EXTRACTED DATA →
▶
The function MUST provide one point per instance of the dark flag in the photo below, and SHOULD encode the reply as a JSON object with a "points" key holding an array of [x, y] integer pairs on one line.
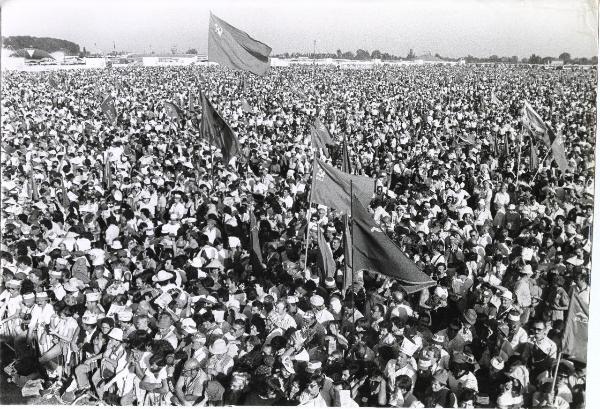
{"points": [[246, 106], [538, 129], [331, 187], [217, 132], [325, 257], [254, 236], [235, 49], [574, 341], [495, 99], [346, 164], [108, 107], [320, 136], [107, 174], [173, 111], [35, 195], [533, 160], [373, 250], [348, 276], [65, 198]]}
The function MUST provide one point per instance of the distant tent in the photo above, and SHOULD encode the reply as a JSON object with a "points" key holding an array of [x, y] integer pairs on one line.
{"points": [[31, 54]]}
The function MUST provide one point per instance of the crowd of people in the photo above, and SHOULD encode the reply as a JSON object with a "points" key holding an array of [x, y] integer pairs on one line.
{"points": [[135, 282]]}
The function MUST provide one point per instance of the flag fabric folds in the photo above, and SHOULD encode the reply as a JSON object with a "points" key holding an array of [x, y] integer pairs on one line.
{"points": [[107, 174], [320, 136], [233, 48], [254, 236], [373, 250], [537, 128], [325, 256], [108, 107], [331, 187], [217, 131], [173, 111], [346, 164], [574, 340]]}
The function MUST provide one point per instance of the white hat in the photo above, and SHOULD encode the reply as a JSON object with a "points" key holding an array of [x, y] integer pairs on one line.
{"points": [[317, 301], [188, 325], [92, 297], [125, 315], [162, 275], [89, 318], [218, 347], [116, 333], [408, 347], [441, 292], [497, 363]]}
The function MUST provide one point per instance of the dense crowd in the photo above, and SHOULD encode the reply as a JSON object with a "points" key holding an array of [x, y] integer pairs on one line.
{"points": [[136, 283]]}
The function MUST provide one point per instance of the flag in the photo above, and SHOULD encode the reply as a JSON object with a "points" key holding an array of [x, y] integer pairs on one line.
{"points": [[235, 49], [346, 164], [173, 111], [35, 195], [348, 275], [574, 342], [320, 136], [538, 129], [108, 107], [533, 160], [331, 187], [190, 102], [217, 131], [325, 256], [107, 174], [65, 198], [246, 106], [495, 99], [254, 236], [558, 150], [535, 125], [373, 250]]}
◀
▶
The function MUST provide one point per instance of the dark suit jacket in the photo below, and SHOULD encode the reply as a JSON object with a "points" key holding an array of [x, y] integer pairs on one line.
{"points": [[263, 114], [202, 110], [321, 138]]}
◀
GOAL → Locate each row above that contains the string "suit" and reproduce every such row in full.

EXERCISE OUTPUT →
The function MUST provide one point per instance of the dark suit jacket in the photo below, and SHOULD encode the reply as a JSON object with a "points" key holding an array of [x, y] integer pairs on one line.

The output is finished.